- _Source_:

EyeTracker

Introduction

This page covers the procedure and results for measuring the latency of the eyetracker designed by Matthew Grivich that is used at SCCN's laboratories. A detailed definition of this system (as well as a name for the device itself) is currently in the works. Incidentally the eye tracking software that Matthew has written (and can be obtained as part of the LSL Apps package found here) is somewhat modular. This makes it very difficult to measure the actual latency.

However it has been shown that a video feed (recorded and LSL timestamped by one of the modes in the eyetracking application GazStream.exe) results in a latency of 28.9ms. (Please see the synchronization report by Matthew concerning this topic for further information on this point.) Yet the collection of camera data is only one part of this eyetracking system.

In order to utilize the system, one must instantiate GazeStream.exe twice. One instance must run in the 'eye camera' mode, the other in the 'scene camera' mode. In the code itself, it is in the 'scene camera' loop that the final answer to the question of where the subject is looking is finally answered. Thus the total latency is the latency of the camera feed plus some other unknown latency -- the time it takes the 'scene camera' algorithm to receive data from the 'eye camera' algorithm and determine the correct eye position.

Hypothesis

We hypothesize that there will be a 28.9ms latency from the eye camera to the GazeStream application. We also hypothesize that there is some lag due to the heavy computation necessary to carry out the eye tracker's algorithms. We hypothesize (or rather we hope) that this time is less than the time it takes for the next video frame to come into the system -- that is less than 33.33ms (30Hz).

Experimental Procedure

In order to measure the latency of the system, I first modified the code of the GazeStream software so that it would output extra LSL markers. By doing this I was able to determine when the 'eye camera' (the first stage of computation) first began its loop and when the 'scene camera' (the last stage) finished.

- _Exercise task 1_: Find every line of the entries that contains the word "uniform", and copy each of those lines. Match case exactly.
The entries that follow have no connection to the eyetracker latency page.

- _Rows_:
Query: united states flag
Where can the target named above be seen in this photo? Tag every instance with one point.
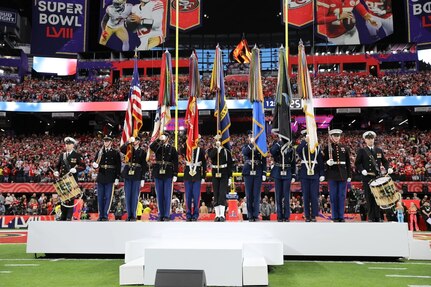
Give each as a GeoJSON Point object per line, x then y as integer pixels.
{"type": "Point", "coordinates": [133, 119]}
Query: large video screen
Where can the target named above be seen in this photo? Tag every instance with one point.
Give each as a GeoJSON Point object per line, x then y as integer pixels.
{"type": "Point", "coordinates": [59, 66]}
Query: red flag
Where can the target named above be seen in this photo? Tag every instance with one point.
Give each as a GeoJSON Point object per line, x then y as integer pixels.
{"type": "Point", "coordinates": [192, 112]}
{"type": "Point", "coordinates": [189, 14]}
{"type": "Point", "coordinates": [133, 119]}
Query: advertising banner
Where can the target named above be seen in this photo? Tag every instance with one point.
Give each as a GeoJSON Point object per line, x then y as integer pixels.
{"type": "Point", "coordinates": [59, 27]}
{"type": "Point", "coordinates": [129, 24]}
{"type": "Point", "coordinates": [189, 14]}
{"type": "Point", "coordinates": [419, 21]}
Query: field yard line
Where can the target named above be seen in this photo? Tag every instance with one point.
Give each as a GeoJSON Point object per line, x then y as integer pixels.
{"type": "Point", "coordinates": [408, 276]}
{"type": "Point", "coordinates": [386, 268]}
{"type": "Point", "coordinates": [20, 265]}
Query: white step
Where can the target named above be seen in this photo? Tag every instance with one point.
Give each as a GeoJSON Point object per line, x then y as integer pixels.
{"type": "Point", "coordinates": [133, 272]}
{"type": "Point", "coordinates": [254, 271]}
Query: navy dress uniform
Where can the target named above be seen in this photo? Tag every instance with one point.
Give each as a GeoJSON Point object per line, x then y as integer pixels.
{"type": "Point", "coordinates": [108, 161]}
{"type": "Point", "coordinates": [284, 173]}
{"type": "Point", "coordinates": [369, 161]}
{"type": "Point", "coordinates": [311, 172]}
{"type": "Point", "coordinates": [164, 171]}
{"type": "Point", "coordinates": [194, 175]}
{"type": "Point", "coordinates": [337, 172]}
{"type": "Point", "coordinates": [134, 175]}
{"type": "Point", "coordinates": [69, 161]}
{"type": "Point", "coordinates": [221, 170]}
{"type": "Point", "coordinates": [254, 172]}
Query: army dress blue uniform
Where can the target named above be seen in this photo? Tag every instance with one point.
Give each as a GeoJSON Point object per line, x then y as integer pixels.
{"type": "Point", "coordinates": [109, 164]}
{"type": "Point", "coordinates": [221, 170]}
{"type": "Point", "coordinates": [312, 169]}
{"type": "Point", "coordinates": [133, 173]}
{"type": "Point", "coordinates": [253, 172]}
{"type": "Point", "coordinates": [194, 172]}
{"type": "Point", "coordinates": [165, 168]}
{"type": "Point", "coordinates": [337, 175]}
{"type": "Point", "coordinates": [283, 171]}
{"type": "Point", "coordinates": [68, 161]}
{"type": "Point", "coordinates": [370, 159]}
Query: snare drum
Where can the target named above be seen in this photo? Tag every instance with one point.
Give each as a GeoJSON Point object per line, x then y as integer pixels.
{"type": "Point", "coordinates": [385, 192]}
{"type": "Point", "coordinates": [67, 187]}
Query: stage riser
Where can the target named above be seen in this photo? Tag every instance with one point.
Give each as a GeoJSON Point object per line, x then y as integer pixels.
{"type": "Point", "coordinates": [299, 238]}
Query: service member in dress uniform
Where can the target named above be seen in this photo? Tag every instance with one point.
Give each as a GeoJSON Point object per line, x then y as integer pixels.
{"type": "Point", "coordinates": [254, 172]}
{"type": "Point", "coordinates": [72, 162]}
{"type": "Point", "coordinates": [221, 169]}
{"type": "Point", "coordinates": [284, 174]}
{"type": "Point", "coordinates": [108, 161]}
{"type": "Point", "coordinates": [337, 172]}
{"type": "Point", "coordinates": [134, 175]}
{"type": "Point", "coordinates": [369, 160]}
{"type": "Point", "coordinates": [311, 172]}
{"type": "Point", "coordinates": [165, 171]}
{"type": "Point", "coordinates": [194, 176]}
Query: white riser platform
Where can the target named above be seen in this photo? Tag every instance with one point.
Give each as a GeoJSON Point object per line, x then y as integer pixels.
{"type": "Point", "coordinates": [299, 238]}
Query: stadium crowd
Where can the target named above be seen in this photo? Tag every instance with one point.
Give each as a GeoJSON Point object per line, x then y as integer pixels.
{"type": "Point", "coordinates": [324, 86]}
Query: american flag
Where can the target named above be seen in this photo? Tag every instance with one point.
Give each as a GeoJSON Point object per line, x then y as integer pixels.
{"type": "Point", "coordinates": [133, 119]}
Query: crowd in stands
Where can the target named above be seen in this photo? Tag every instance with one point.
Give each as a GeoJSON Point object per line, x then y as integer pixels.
{"type": "Point", "coordinates": [324, 86]}
{"type": "Point", "coordinates": [32, 158]}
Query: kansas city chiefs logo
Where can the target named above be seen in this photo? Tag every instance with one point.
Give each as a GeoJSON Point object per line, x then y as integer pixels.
{"type": "Point", "coordinates": [186, 5]}
{"type": "Point", "coordinates": [298, 3]}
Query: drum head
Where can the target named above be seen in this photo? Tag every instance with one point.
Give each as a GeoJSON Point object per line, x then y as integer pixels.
{"type": "Point", "coordinates": [379, 181]}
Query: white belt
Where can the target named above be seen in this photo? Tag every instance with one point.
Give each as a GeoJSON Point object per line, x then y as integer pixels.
{"type": "Point", "coordinates": [306, 161]}
{"type": "Point", "coordinates": [191, 164]}
{"type": "Point", "coordinates": [219, 166]}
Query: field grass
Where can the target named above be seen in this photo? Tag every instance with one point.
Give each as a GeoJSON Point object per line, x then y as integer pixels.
{"type": "Point", "coordinates": [18, 268]}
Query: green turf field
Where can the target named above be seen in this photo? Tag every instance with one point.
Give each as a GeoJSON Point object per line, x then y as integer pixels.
{"type": "Point", "coordinates": [18, 268]}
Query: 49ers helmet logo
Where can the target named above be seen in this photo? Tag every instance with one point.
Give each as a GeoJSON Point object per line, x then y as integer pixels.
{"type": "Point", "coordinates": [298, 3]}
{"type": "Point", "coordinates": [186, 5]}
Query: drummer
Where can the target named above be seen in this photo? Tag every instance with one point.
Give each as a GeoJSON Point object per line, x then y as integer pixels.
{"type": "Point", "coordinates": [69, 161]}
{"type": "Point", "coordinates": [369, 161]}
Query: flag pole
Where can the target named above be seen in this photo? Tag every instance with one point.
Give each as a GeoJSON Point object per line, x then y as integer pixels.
{"type": "Point", "coordinates": [176, 69]}
{"type": "Point", "coordinates": [286, 30]}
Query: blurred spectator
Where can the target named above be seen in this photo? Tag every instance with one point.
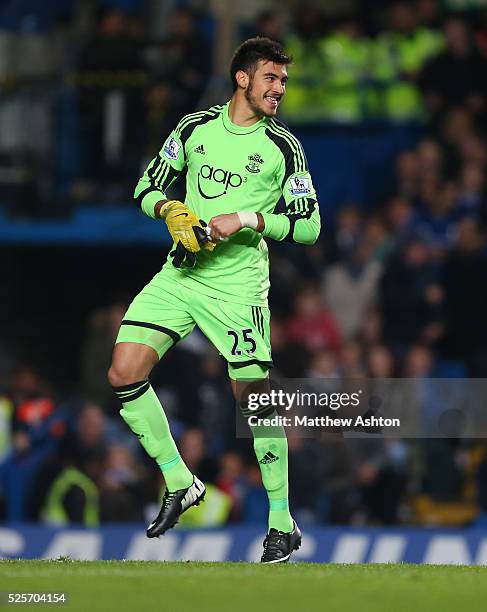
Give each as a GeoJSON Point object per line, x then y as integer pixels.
{"type": "Point", "coordinates": [313, 325]}
{"type": "Point", "coordinates": [181, 62]}
{"type": "Point", "coordinates": [124, 488]}
{"type": "Point", "coordinates": [347, 231]}
{"type": "Point", "coordinates": [411, 297]}
{"type": "Point", "coordinates": [290, 356]}
{"type": "Point", "coordinates": [456, 77]}
{"type": "Point", "coordinates": [350, 288]}
{"type": "Point", "coordinates": [302, 103]}
{"type": "Point", "coordinates": [96, 354]}
{"type": "Point", "coordinates": [346, 62]}
{"type": "Point", "coordinates": [466, 283]}
{"type": "Point", "coordinates": [401, 53]}
{"type": "Point", "coordinates": [269, 24]}
{"type": "Point", "coordinates": [111, 74]}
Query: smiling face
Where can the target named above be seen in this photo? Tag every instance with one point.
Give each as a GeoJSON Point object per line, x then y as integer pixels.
{"type": "Point", "coordinates": [264, 88]}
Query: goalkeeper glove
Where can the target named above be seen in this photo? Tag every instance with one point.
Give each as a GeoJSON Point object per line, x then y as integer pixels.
{"type": "Point", "coordinates": [187, 231]}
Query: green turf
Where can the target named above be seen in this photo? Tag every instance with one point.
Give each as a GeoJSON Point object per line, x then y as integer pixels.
{"type": "Point", "coordinates": [234, 587]}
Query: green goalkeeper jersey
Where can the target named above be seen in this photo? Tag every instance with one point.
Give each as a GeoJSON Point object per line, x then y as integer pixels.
{"type": "Point", "coordinates": [261, 168]}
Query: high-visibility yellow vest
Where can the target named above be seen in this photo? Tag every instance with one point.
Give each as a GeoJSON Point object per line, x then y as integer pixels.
{"type": "Point", "coordinates": [54, 511]}
{"type": "Point", "coordinates": [302, 102]}
{"type": "Point", "coordinates": [6, 416]}
{"type": "Point", "coordinates": [396, 54]}
{"type": "Point", "coordinates": [343, 87]}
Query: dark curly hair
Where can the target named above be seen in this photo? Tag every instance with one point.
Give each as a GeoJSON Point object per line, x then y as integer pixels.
{"type": "Point", "coordinates": [248, 55]}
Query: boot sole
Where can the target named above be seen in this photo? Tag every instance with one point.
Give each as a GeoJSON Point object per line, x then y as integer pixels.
{"type": "Point", "coordinates": [195, 503]}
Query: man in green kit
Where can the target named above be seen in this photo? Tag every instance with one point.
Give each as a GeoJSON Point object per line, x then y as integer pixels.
{"type": "Point", "coordinates": [248, 178]}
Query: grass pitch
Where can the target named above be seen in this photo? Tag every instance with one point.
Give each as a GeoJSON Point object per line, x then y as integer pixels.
{"type": "Point", "coordinates": [234, 587]}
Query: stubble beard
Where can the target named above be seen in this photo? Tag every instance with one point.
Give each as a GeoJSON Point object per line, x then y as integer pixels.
{"type": "Point", "coordinates": [252, 102]}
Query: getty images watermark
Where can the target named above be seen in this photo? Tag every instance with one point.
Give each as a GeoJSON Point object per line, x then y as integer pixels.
{"type": "Point", "coordinates": [308, 399]}
{"type": "Point", "coordinates": [393, 407]}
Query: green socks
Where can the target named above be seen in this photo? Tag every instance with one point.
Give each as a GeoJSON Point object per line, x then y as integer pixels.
{"type": "Point", "coordinates": [270, 445]}
{"type": "Point", "coordinates": [145, 416]}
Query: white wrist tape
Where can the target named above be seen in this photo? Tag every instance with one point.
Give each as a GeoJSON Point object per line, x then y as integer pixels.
{"type": "Point", "coordinates": [248, 219]}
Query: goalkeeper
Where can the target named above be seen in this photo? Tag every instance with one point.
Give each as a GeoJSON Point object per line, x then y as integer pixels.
{"type": "Point", "coordinates": [247, 179]}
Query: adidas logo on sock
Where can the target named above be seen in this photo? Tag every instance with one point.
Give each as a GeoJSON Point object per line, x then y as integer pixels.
{"type": "Point", "coordinates": [269, 457]}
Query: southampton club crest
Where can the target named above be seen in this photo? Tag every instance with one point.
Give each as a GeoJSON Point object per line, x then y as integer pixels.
{"type": "Point", "coordinates": [255, 161]}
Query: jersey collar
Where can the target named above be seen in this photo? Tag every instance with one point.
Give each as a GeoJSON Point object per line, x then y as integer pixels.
{"type": "Point", "coordinates": [238, 129]}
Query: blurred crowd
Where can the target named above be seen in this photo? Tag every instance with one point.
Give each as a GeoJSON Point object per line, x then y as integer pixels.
{"type": "Point", "coordinates": [88, 89]}
{"type": "Point", "coordinates": [396, 288]}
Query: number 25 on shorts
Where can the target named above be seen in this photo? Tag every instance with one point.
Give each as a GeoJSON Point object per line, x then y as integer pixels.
{"type": "Point", "coordinates": [245, 339]}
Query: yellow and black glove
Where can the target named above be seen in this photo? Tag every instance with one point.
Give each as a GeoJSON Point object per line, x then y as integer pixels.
{"type": "Point", "coordinates": [187, 231]}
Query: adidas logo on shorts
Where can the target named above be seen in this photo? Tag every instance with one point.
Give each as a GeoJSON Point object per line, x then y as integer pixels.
{"type": "Point", "coordinates": [269, 457]}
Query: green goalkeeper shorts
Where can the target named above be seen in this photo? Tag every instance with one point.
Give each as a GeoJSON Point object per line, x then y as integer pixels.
{"type": "Point", "coordinates": [165, 308]}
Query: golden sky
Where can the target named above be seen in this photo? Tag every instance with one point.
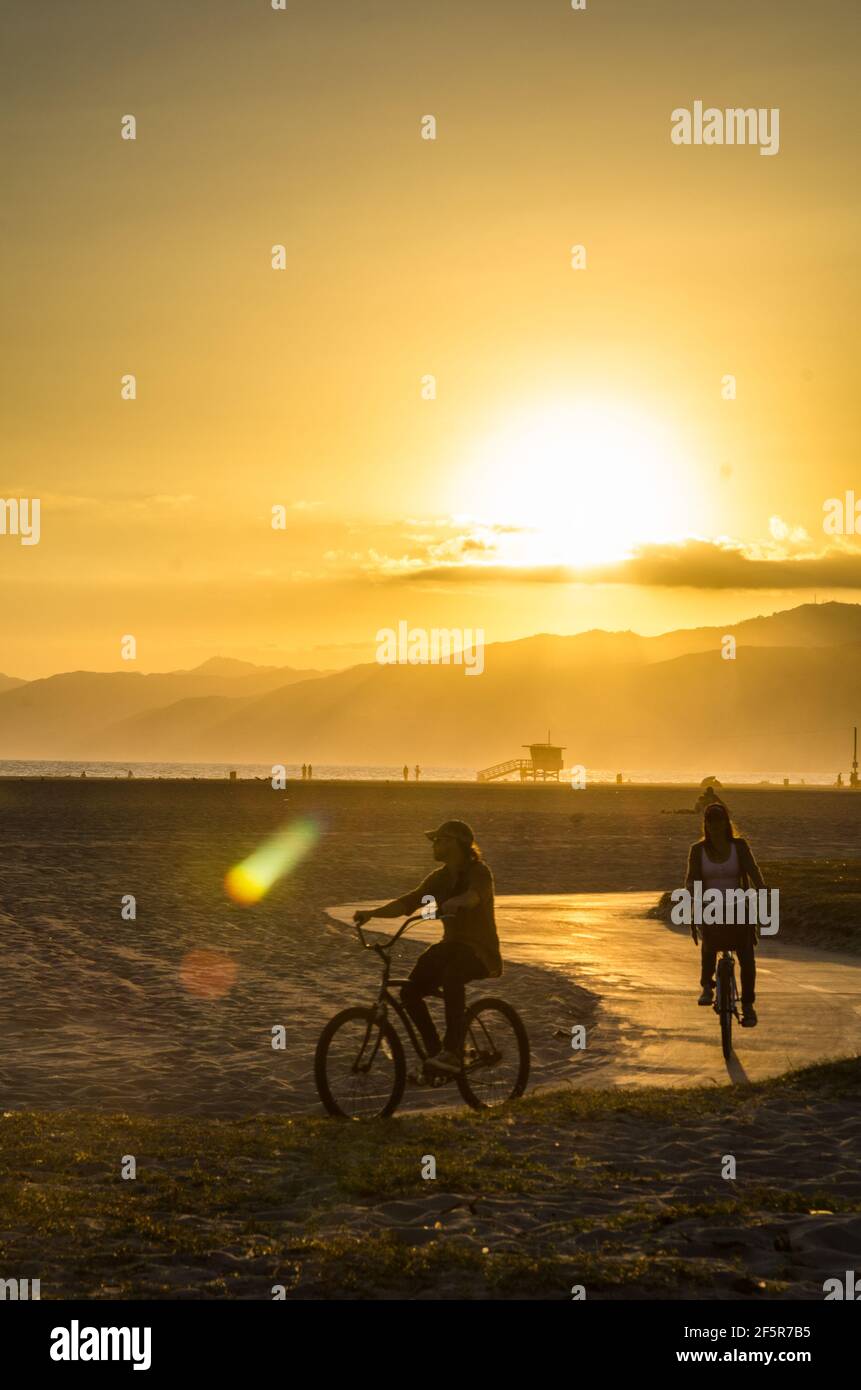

- _Exercise task 2_: Print the eyetracker latency page again in full, word for word.

- _Right answer 1_:
Query: navy dress uniform
Query: army dress blue uniform
Query: service member in dress uniform

- _Right answer 2_:
EyeTracker

Introduction

This page covers the procedure and results for measuring the latency of the eyetracker designed by Matthew Grivich that is used at SCCN's laboratories. A detailed definition of this system (as well as a name for the device itself) is currently in the works. Incidentally the eye tracking software that Matthew has written (and can be obtained as part of the LSL Apps package found here) is somewhat modular. This makes it very difficult to measure the actual latency.

However it has been shown that a video feed (recorded and LSL timestamped by one of the modes in the eyetracking application GazStream.exe) results in a latency of 28.9ms. (Please see the synchronization report by Matthew concerning this topic for further information on this point.) Yet the collection of camera data is only one part of this eyetracking system.

In order to utilize the system, one must instantiate GazeStream.exe twice. One instance must run in the 'eye camera' mode, the other in the 'scene camera' mode. In the code itself, it is in the 'scene camera' loop that the final answer to the question of where the subject is looking is finally answered. Thus the total latency is the latency of the camera feed plus some other unknown latency -- the time it takes the 'scene camera' algorithm to receive data from the 'eye camera' algorithm and determine the correct eye position.

Hypothesis

We hypothesize that there will be a 28.9ms latency from the eye camera to the GazeStream application. We also hypothesize that there is some lag due to the heavy computation necessary to carry out the eye tracker's algorithms. We hypothesize (or rather we hope) that this time is less than the time it takes for the next video frame to come into the system -- that is less than 33.33ms (30Hz).

Experimental Procedure

In order to measure the latency of the system, I first modified the code of the GazeStream software so that it would output extra LSL markers. By doing this I was able to determine when the 'eye camera' (the first stage of computation) first began its loop and when the 'scene camera' (the last stage) finished.